## What the task requires:
In the Redis operations notes below, reproduce word for word the part that begins with the words containing "Persistence operations¶" and ends with "might be wrong).".

## Reading passage:
== == ==
Parameters worth setting¶
bash cd db redis param-group set --cluster acme-redis-prod \ --maxmemory-policy allkeys-lru \ --timeout 300 \ --tcp-keepalive 60
maxmemory-policy: allkeys-lru for caches; noeviction for queues/state where data loss is fatal.
Related¶
Metrics¶
| Metric | Healthy | Alert |
|---|---|---|
redis.memory.used_pct | < 80% of maxmemory | > 90% |
redis.connections.connected | varies | sudden 10× change |
redis.commands_per_sec | varies | |
redis.cache.hit_ratio | > 90% (cache mode) | < 80% |
redis.replication.lag_bytes | < 100 KB | > 1 MB |
redis.evicted_keys_per_sec | varies (LRU) | spike (memory pressure) |
redis.slowlog_count_24h | < 100 | > 1000 |
Failover¶
bash cd db redis failover --cluster acme-redis-prod
Sentinel promotes the replica; clients reconnect via the cluster endpoint. RTO < 10 s.
Scaling¶
Vertical — resize to a larger node (single-cluster):
bash cd db redis resize --cluster acme-redis-prod --node-type redis-r5.xlarge
Horizontal — add shards (cluster mode only):
bash cd db redis shard add --cluster acme-redis-prod --count 2
Re-sharding migrates keys; clients must support cluster-mode redirects.
Persistence operations¶
Trigger ad-hoc RDB snapshot (for backup-before-deploy):
bash cd db redis snapshot --cluster acme-redis-prod
Snapshot uploads to project S3 bucket; restore via:
bash cd db redis restore --from-snapshot redis-snap-abc --target acme-redis-prod-restore
Slowlog¶
bash cd db redis slowlog get --cluster acme-redis-prod --count 25
Top offenders are usually: - KEYS * (forbid this; use SCAN) - Large hashes/sets accessed without pagination - Lua scripts blocking the event loop
Memory pressure¶
redis.memory.used_pct > 90%: - Resize up (vertical or add shards) - Tune maxmemory-policy (LRU evicts cold keys) - Audit large keys: cd db redis bigkeys --cluster acme-redis-prod
Related¶
OOM and evictions¶
redis.evicted_keys_per_sec > 0 with noeviction policy: cluster is rejecting writes. With LRU: cluster is shedding cold keys (might be fine, might be wrong).
Audit:
bash cd db redis bigkeys --cluster acme-redis-prod
Common offenders: a hash that grows unbounded, a list that's never trimmed.
Replication broken¶
redis.replication.lag_bytes stuck rising:
- Replica disk slow
- Replica's memory < primary's used (replica can't hold the dataset)
- Network plane saturated
bash cd db redis replica restart --cluster acme-redis-prod
Failover didn't happen¶
Sentinel quorum requires majority — for primary + 1 replica, both nodes must vote; if Sentinel sees only the failed primary, no quorum, no failover. Use 3-node topology for true HA.
== == ==
## Extracted information:
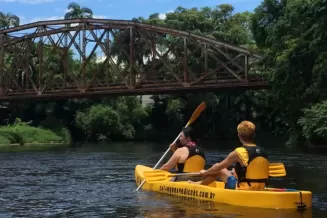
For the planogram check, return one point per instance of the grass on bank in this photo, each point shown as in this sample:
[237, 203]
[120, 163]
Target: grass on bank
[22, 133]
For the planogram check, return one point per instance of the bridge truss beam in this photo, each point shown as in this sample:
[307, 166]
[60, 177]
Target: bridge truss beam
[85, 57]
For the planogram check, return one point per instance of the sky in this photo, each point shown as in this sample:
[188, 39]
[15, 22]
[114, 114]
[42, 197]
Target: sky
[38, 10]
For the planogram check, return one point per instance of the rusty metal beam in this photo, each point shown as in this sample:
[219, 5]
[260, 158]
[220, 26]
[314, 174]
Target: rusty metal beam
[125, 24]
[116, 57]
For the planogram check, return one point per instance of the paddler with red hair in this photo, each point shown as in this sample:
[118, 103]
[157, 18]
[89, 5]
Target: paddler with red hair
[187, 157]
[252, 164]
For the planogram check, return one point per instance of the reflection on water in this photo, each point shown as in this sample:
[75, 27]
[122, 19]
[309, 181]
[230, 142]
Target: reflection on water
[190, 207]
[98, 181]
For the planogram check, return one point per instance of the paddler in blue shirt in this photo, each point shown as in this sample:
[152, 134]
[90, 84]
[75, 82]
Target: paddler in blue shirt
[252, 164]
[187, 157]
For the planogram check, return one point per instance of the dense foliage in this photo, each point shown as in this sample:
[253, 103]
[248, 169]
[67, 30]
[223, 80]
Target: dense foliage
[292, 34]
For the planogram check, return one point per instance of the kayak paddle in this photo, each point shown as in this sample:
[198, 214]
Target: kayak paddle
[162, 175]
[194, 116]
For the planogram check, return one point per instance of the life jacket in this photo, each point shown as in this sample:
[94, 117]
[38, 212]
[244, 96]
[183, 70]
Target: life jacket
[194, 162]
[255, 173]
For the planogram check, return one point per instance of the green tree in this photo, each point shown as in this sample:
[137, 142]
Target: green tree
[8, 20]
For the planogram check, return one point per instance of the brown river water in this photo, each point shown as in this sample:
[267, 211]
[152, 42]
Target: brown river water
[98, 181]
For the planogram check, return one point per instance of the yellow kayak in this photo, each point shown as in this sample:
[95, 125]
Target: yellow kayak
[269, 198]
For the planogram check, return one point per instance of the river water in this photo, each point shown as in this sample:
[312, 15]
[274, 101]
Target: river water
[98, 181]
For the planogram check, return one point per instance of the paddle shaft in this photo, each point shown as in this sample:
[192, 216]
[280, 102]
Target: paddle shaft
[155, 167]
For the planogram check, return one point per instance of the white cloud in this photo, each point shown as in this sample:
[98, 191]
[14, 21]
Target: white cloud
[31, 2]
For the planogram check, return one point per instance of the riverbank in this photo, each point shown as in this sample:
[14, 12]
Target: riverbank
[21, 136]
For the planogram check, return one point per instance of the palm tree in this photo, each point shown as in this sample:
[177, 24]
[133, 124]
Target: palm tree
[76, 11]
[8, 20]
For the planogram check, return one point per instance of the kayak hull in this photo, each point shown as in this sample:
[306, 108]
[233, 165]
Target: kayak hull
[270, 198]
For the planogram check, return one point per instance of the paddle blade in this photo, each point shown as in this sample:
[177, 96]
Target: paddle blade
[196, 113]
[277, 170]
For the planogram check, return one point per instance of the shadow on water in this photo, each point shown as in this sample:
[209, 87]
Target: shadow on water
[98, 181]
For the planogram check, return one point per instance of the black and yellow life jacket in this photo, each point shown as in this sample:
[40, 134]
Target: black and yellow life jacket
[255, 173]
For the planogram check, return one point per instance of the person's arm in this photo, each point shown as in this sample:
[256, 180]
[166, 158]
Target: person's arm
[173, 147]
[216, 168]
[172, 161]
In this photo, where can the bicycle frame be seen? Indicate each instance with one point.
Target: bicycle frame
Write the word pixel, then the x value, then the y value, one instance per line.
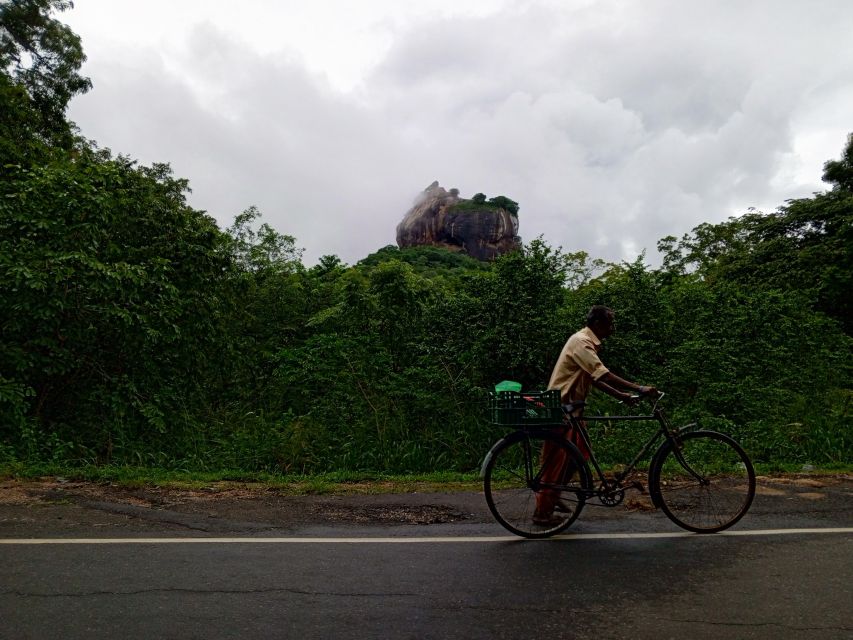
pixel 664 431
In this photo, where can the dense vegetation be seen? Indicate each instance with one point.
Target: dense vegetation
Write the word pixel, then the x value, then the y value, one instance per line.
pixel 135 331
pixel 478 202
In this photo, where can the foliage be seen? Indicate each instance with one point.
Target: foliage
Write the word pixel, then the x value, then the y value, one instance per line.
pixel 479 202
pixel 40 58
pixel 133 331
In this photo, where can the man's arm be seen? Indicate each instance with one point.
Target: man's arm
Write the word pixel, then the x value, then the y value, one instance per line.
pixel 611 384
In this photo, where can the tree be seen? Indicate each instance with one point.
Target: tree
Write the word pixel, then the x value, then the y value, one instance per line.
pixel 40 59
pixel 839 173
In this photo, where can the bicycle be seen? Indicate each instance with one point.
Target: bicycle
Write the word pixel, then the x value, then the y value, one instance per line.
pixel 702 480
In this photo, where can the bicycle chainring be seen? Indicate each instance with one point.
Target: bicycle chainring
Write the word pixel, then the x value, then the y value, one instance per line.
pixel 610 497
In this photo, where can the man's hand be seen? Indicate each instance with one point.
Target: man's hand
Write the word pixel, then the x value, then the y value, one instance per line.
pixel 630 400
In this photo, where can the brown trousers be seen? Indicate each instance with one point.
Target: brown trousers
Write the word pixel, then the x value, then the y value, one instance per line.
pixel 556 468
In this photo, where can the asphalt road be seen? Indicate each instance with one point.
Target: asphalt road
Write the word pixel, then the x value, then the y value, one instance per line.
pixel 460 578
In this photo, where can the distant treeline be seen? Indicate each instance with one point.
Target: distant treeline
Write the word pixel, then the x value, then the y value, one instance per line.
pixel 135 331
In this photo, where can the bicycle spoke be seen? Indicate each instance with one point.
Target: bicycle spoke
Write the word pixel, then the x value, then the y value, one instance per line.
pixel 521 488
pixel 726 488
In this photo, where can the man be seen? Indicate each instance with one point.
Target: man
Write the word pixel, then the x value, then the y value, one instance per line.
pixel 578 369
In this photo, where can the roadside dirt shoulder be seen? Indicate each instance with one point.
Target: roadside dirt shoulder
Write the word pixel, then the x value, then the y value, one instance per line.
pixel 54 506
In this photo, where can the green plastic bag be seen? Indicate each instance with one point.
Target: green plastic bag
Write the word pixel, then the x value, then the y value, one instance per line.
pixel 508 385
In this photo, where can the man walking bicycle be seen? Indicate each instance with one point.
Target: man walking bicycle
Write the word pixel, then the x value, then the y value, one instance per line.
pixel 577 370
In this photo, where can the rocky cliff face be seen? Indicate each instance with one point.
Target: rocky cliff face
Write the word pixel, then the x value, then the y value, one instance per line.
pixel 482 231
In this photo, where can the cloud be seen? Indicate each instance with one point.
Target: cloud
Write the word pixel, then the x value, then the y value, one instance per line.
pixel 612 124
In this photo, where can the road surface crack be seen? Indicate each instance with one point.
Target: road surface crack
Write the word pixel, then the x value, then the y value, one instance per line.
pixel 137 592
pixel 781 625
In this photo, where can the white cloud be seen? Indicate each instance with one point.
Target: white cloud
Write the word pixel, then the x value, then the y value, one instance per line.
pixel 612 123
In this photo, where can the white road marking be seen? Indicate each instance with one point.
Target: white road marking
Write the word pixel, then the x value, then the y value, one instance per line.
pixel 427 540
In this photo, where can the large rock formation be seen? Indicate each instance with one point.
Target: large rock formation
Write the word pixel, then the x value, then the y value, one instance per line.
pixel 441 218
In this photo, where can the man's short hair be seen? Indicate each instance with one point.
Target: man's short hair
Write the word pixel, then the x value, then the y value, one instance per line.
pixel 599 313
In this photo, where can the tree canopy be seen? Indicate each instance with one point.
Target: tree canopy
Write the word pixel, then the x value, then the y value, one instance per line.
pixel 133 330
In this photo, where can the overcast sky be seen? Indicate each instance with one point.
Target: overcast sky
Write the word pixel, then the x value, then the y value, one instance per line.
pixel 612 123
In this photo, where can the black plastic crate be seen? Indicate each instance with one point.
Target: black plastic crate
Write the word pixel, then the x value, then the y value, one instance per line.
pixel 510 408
== == ==
## Exercise result:
Persistence operations¶
Trigger ad-hoc RDB snapshot (for backup-before-deploy):
bash cd db redis snapshot --cluster acme-redis-prod
Snapshot uploads to project S3 bucket; restore via:
bash cd db redis restore --from-snapshot redis-snap-abc --target acme-redis-prod-restore
Slowlog¶
bash cd db redis slowlog get --cluster acme-redis-prod --count 25
Top offenders are usually: - KEYS * (forbid this; use SCAN) - Large hashes/sets accessed without pagination - Lua scripts blocking the event loop
Memory pressure¶
redis.memory.used_pct > 90%: - Resize up (vertical or add shards) - Tune maxmemory-policy (LRU evicts cold keys) - Audit large keys: cd db redis bigkeys --cluster acme-redis-prod
Related¶
OOM and evictions¶
redis.evicted_keys_per_sec > 0 with noeviction policy: cluster is rejecting writes. With LRU: cluster is shedding cold keys (might be fine, might be wrong).